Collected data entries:

=======

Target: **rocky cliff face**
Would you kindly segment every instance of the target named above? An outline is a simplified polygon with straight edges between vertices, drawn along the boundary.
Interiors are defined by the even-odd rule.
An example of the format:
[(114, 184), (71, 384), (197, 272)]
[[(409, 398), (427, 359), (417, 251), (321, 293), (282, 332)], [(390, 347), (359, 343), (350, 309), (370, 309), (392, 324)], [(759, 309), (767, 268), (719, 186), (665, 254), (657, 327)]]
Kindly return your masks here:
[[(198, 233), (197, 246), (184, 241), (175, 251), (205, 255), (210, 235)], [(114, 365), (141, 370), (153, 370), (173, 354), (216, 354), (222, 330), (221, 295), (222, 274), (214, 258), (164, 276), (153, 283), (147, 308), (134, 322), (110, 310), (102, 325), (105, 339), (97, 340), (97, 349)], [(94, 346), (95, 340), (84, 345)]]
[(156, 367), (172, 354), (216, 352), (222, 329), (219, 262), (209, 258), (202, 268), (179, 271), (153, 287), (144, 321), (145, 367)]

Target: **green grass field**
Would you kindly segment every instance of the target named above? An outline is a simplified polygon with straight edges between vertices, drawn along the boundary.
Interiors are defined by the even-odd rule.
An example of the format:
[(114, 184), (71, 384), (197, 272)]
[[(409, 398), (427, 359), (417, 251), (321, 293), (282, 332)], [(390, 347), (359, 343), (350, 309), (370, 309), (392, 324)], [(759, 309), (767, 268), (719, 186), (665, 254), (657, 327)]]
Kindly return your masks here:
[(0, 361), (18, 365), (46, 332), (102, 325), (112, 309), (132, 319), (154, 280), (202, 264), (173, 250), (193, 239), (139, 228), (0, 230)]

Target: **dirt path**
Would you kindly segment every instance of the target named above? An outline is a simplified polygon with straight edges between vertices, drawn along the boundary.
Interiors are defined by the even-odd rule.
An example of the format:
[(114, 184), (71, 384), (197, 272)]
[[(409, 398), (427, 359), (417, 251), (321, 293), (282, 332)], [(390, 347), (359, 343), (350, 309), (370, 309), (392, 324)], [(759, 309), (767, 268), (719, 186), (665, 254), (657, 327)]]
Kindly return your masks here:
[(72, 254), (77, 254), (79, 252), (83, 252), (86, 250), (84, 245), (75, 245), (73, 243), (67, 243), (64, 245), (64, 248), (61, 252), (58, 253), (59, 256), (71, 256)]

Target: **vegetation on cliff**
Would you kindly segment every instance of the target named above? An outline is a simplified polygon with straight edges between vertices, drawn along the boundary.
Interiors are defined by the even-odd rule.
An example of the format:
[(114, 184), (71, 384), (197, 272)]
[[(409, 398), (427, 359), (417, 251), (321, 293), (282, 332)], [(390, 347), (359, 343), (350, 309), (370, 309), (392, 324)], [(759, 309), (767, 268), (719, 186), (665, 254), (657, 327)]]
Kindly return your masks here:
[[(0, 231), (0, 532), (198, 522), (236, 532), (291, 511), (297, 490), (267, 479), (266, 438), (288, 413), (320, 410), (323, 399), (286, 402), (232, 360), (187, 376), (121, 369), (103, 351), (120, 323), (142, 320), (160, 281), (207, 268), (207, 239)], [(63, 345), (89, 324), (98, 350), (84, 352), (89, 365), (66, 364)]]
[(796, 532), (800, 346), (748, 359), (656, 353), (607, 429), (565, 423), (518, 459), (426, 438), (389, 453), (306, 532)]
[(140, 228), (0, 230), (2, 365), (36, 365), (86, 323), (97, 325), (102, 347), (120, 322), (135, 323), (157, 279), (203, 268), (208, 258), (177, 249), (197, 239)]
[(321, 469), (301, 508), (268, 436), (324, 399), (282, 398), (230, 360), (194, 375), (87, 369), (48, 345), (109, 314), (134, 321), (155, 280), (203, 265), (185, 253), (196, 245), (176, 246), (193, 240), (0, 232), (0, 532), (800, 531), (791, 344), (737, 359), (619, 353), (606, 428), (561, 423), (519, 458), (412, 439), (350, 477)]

=======

Assignment: Could you output all of the records above exactly as given?

Response to this task:
Target: **rocky cliff face**
Would you kindly segment every instance of the target named above? An outline is a simplified polygon with straight edges between vertices, drawn along the boundary.
Interiors are defined by the even-odd rule.
An example of the format:
[(114, 184), (71, 384), (197, 272)]
[[(409, 398), (427, 359), (417, 251), (321, 293), (282, 332)], [(390, 347), (359, 343), (350, 309), (370, 309), (392, 324)], [(759, 309), (767, 268), (719, 186), (665, 254), (657, 327)]]
Kindly return your masks here:
[[(198, 233), (197, 246), (184, 241), (175, 251), (205, 255), (210, 235)], [(114, 365), (141, 370), (153, 370), (173, 354), (216, 354), (222, 330), (221, 295), (222, 274), (214, 258), (164, 276), (153, 283), (147, 308), (134, 322), (110, 310), (102, 325), (105, 339), (97, 340), (97, 349)], [(94, 346), (95, 340), (84, 345)]]
[(156, 367), (172, 354), (216, 352), (222, 329), (219, 262), (209, 258), (202, 268), (179, 271), (153, 287), (144, 321), (145, 367)]

Target: **green grass field**
Would you kindly segment every instance of the target named above? An outline is a simplified polygon with straight edges between vertices, drawn along the boundary.
Interiors are defined by the even-odd rule.
An example of the format:
[(114, 184), (71, 384), (197, 272)]
[[(409, 398), (427, 359), (417, 251), (321, 293), (282, 332)], [(390, 347), (359, 343), (350, 309), (370, 309), (392, 324)], [(759, 309), (767, 268), (719, 186), (665, 254), (657, 327)]]
Kindly return your masks here:
[(0, 361), (18, 365), (46, 332), (102, 325), (112, 309), (132, 319), (154, 280), (202, 264), (173, 250), (193, 239), (139, 228), (0, 230)]

Target: **dirt path**
Would you kindly segment every instance of the target named above? An outline is a simplified polygon with straight edges between vertices, drawn along the boundary.
Interiors are defined by the even-odd rule.
An example of the format:
[(114, 184), (71, 384), (197, 272)]
[[(409, 398), (427, 359), (417, 251), (321, 293), (282, 332)], [(390, 347), (359, 343), (350, 309), (370, 309), (392, 324)], [(759, 309), (767, 268), (719, 186), (665, 254), (657, 327)]]
Kindly return your masks here:
[(72, 254), (77, 254), (79, 252), (83, 252), (86, 250), (84, 245), (75, 245), (73, 243), (67, 243), (64, 245), (64, 248), (61, 252), (58, 253), (59, 256), (71, 256)]

Target: **vegetation on cliff**
Would you kindly segment every instance of the target named above? An outline is a simplified polygon with straight edges between vertices, drawn along the boundary.
Interiors are defined by the even-odd rule.
An example of the format:
[(114, 184), (71, 384), (197, 272)]
[[(409, 398), (427, 359), (417, 251), (321, 293), (282, 332)], [(390, 347), (359, 343), (350, 309), (370, 309), (392, 324)], [(759, 309), (767, 268), (719, 186), (665, 254), (657, 327)]]
Kindly return your masks here:
[[(0, 231), (0, 532), (198, 522), (236, 532), (291, 511), (297, 490), (267, 479), (266, 438), (288, 413), (320, 410), (323, 399), (286, 402), (232, 360), (187, 376), (121, 369), (103, 351), (120, 323), (142, 320), (160, 281), (207, 268), (207, 239)], [(63, 345), (89, 324), (98, 350), (84, 352), (89, 365), (66, 364)]]
[(796, 532), (800, 346), (748, 359), (656, 353), (607, 429), (565, 423), (518, 459), (426, 438), (389, 453), (306, 532)]
[(140, 228), (0, 230), (2, 365), (36, 365), (86, 323), (97, 325), (102, 347), (120, 322), (135, 323), (157, 279), (203, 268), (208, 258), (177, 249), (197, 239)]
[(321, 469), (301, 508), (268, 436), (324, 399), (282, 398), (230, 360), (194, 375), (87, 369), (48, 345), (109, 314), (134, 321), (155, 280), (203, 265), (185, 253), (196, 245), (176, 246), (193, 240), (0, 232), (0, 532), (800, 531), (791, 344), (737, 359), (619, 353), (606, 428), (561, 423), (519, 458), (412, 439), (350, 477)]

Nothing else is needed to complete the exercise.